My research interests lie principally, but not exclusively, in epidemiologic methods aiming to assess the determinants of social inequalities in population health outcomes and comparative effectiveness research with a specific interest in longitudinal analysis, causal inference, repeated measures, and translational epidemiology. At UCT, I used marginal structural models applied to large longitudinal data from Khayelitsha (HIV-Cohort) to assess the effectiveness of an observational, nonrandomised intervention. At Harvard, I used fixed effects methods in the context of the analysis of the components of the variance and within siblings design (observational cross-over) to evaluate the effect of a small fetoplacental ratio at birth on the risk of delivering a small for gestational age infant. Recently, using multilevel analysis, I studied the contextual effect of regional unemployment on stillbirth by geographical regions in Spain as a complement to previous studies where I evaluated the multiplicative effect of maternal education and ethnicity on the risk of delivering a stillborn. I also studied the impact of the 2009 economic crisis on stillbirth rates among African immigrant women in Spain and evaluating the best framework to extract cancer patients' comorbidity information from population-based administrative records. Also, I am developing in collaboration with colleagues from the Cancer Survival Group data-adaptive methods for model selection and evaluation based on cross-validation techniques (cvAUROC) and applying advanced causal inference methods such as targeted maximum likelihood estimation (TMLE) to study cancer outcomes.

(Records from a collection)
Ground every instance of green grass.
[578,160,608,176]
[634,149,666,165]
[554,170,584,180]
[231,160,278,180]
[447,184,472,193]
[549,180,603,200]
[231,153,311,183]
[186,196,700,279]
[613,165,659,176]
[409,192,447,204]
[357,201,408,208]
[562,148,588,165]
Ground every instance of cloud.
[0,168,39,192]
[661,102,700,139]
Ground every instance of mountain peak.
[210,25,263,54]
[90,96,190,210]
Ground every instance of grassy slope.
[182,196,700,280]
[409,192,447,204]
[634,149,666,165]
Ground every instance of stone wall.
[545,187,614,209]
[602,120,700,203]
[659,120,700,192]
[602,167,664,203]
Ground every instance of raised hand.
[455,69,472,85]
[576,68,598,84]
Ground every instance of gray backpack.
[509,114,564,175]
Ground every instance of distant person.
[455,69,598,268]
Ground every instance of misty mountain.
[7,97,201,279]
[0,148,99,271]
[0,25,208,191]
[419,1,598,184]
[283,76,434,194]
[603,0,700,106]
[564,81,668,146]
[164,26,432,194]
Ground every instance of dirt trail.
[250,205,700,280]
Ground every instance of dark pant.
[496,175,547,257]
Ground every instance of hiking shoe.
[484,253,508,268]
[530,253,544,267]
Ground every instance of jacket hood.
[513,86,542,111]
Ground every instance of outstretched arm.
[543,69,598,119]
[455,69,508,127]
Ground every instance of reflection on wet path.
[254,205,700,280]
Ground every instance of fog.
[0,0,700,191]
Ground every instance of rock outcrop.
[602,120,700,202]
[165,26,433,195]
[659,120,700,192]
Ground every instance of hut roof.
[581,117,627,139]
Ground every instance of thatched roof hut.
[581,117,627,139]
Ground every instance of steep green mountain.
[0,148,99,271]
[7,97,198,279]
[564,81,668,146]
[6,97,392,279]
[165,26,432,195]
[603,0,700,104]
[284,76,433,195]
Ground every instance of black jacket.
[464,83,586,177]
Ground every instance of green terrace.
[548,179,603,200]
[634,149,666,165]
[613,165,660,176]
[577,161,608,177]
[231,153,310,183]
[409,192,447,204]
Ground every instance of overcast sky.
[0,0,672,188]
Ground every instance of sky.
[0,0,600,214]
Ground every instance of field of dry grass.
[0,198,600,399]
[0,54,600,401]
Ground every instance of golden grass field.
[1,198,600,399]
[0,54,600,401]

**WHAT IS BEING ASKED:**
Answer these questions from the research-interests text:
(a) What method was applied at UCT to the longitudinal data from Khayelitsha?
(b) At Harvard, what effect was evaluated using fixed effects methods?
(c) Which advanced causal inference method is being applied to study cancer outcomes?

**TASK OUTPUT:**
(a) Marginal structural models.
(b) The effect of a small fetoplacental ratio at birth on the risk of delivering a small for gestational age infant.
(c) Targeted maximum likelihood estimation (TMLE).